Lines of data
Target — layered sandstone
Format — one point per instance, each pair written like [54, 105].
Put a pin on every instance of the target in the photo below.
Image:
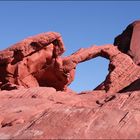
[40, 105]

* **What is asked**: Rewrite the whole listing, replacing "instance" with "occurrence" wherever it occurs and changing nothing else. Leave out the pictures.

* **Response below**:
Target — layered sandstone
Format — one point per occurrence, each pair written like [54, 105].
Put a pin on every occurrence of the target in the photo below.
Image:
[40, 105]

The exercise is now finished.